(Position annotation records)
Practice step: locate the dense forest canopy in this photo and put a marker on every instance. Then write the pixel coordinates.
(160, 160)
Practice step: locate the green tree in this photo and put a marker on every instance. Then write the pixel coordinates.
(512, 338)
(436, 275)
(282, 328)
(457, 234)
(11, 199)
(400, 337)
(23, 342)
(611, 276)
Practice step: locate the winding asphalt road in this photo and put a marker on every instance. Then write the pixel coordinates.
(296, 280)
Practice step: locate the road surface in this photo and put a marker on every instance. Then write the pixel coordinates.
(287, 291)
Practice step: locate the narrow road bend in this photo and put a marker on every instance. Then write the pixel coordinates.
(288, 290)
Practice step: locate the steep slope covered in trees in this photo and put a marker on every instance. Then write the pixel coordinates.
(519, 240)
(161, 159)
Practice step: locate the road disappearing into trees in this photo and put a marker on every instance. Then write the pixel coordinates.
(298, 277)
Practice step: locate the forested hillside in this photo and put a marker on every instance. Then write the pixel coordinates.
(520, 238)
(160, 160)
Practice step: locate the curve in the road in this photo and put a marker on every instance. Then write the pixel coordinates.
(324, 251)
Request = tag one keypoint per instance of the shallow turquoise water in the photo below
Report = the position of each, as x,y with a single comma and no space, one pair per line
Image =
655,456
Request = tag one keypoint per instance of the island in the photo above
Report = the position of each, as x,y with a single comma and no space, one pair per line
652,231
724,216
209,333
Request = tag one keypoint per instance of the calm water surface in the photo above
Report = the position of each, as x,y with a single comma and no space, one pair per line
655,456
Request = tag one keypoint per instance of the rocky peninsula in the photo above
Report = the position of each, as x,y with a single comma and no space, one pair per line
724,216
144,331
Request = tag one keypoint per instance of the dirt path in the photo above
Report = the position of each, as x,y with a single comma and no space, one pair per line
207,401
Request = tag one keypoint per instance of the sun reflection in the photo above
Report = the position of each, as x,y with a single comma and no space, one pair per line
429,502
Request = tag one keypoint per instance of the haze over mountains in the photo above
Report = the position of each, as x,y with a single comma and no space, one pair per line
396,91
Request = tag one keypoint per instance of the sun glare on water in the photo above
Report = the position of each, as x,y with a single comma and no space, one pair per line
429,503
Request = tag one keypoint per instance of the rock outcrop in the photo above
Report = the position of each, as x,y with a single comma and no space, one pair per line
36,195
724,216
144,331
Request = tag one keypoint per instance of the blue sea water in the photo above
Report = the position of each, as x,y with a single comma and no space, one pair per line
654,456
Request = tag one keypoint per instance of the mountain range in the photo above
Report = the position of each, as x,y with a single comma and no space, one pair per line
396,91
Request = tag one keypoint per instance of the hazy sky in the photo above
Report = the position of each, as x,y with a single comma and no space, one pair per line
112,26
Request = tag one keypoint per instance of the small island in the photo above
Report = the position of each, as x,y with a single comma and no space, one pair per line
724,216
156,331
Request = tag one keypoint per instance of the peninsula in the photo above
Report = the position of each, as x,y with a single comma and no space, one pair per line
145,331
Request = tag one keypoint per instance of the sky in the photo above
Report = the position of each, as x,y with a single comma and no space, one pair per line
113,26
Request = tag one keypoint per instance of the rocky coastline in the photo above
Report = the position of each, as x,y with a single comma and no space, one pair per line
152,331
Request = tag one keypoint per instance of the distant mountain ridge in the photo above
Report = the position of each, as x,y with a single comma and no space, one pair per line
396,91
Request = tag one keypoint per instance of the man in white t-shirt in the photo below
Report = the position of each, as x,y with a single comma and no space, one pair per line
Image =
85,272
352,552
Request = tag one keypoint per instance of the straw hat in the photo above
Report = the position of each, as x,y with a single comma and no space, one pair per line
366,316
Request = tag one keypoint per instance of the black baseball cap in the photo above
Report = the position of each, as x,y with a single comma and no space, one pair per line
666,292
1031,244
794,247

INSTRUCTIONS TO FOLLOW: Everything from the line containing "Request = tag one keypoint per instance of the hazy" through the last line of the records must be given again exactly; leave out all other lines.

TASK OUTPUT:
Request = tag one keypoint per instance of the hazy sky in the photo above
Report = the position of each, as x,y with a single comma and no space, one pair per line
112,26
Request = tag one keypoint per instance of the small island in the photo above
Report = the position of each, as x,y with a single comma and no space, one pair per line
724,216
156,331
Request = tag one keypoint per instance of the peninsula in the photo above
Report = the position of each, as x,y with a single comma and no space, one pair per line
145,331
Request = tag one keypoint per instance of the sky in the photo above
Report = the position of each, as x,y with a single comma and no space, one pair per line
113,26
Request = tag one keypoint per instance of the rocky coastline in the photo above
Report = the position of each, as x,y with a single comma and no space, one pair per line
152,331
Request = tag one keypoint per instance of the distant mountain ridge in the photo above
Report = the position of each, as x,y with a single comma and no space, one pair per line
396,91
Request = tag one keypoint per instance of the man in white t-shirt in the photo below
Report = the position of each, as x,y with a single comma and no space, one pair per line
Image =
85,272
352,552
Request = tag one keypoint per instance of the straw hat in the photo above
Report = the position of each, as x,y with a single comma and no space, one pair per line
366,316
Request = tag one keypoint per instance of the black baseball cap in the photo above
Report = the position of each, as x,y with a single comma and no space, one pair per line
666,292
1031,244
794,247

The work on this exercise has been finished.